**Your task**
Please tally the lines below that contain the string "road", treating uppercase and lowercase as different, and reply with only that number.

**Records**
* * * * * * * * *
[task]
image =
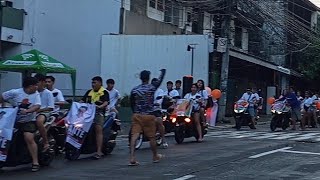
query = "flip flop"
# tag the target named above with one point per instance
(160, 156)
(136, 163)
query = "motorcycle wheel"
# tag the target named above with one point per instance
(158, 139)
(139, 141)
(238, 123)
(179, 135)
(273, 124)
(71, 152)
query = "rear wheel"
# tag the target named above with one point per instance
(179, 135)
(273, 124)
(71, 152)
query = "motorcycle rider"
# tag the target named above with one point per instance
(172, 92)
(142, 104)
(204, 99)
(178, 87)
(197, 102)
(295, 105)
(158, 99)
(29, 102)
(252, 100)
(100, 97)
(57, 94)
(114, 97)
(47, 106)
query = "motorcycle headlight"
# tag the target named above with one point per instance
(187, 120)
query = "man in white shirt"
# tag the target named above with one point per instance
(252, 100)
(114, 97)
(57, 94)
(47, 106)
(172, 92)
(28, 101)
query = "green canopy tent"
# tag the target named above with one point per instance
(35, 61)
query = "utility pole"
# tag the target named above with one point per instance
(225, 63)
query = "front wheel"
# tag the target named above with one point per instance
(71, 152)
(179, 135)
(273, 124)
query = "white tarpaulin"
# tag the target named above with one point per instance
(7, 120)
(79, 121)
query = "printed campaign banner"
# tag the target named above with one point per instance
(7, 120)
(79, 121)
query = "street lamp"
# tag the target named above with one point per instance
(191, 48)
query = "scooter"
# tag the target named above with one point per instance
(13, 148)
(185, 126)
(81, 137)
(241, 114)
(280, 115)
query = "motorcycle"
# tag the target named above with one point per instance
(13, 148)
(241, 114)
(280, 115)
(81, 137)
(185, 126)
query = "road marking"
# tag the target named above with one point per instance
(286, 136)
(300, 152)
(185, 177)
(268, 152)
(305, 136)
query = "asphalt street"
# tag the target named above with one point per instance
(225, 154)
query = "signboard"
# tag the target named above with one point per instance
(222, 44)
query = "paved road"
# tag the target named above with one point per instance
(225, 154)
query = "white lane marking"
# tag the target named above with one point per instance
(286, 136)
(305, 136)
(268, 152)
(300, 152)
(185, 177)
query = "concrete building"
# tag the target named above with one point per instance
(67, 30)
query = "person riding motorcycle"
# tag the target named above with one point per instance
(29, 102)
(197, 102)
(100, 97)
(158, 99)
(252, 100)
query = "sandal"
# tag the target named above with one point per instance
(35, 167)
(159, 157)
(97, 156)
(135, 163)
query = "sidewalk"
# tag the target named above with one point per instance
(125, 126)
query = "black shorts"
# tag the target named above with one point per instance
(30, 127)
(157, 113)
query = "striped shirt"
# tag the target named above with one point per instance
(142, 97)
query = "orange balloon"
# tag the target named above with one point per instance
(271, 100)
(216, 93)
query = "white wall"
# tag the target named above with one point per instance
(70, 31)
(125, 56)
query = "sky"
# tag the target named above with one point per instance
(316, 2)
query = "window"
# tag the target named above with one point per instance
(152, 3)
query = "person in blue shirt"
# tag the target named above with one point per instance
(293, 101)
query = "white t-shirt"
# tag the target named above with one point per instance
(250, 98)
(114, 96)
(194, 97)
(47, 100)
(173, 93)
(24, 101)
(204, 94)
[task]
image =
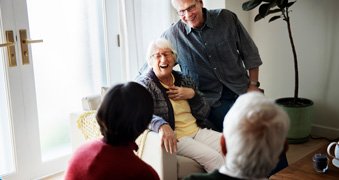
* * * * * * * * *
**The solution**
2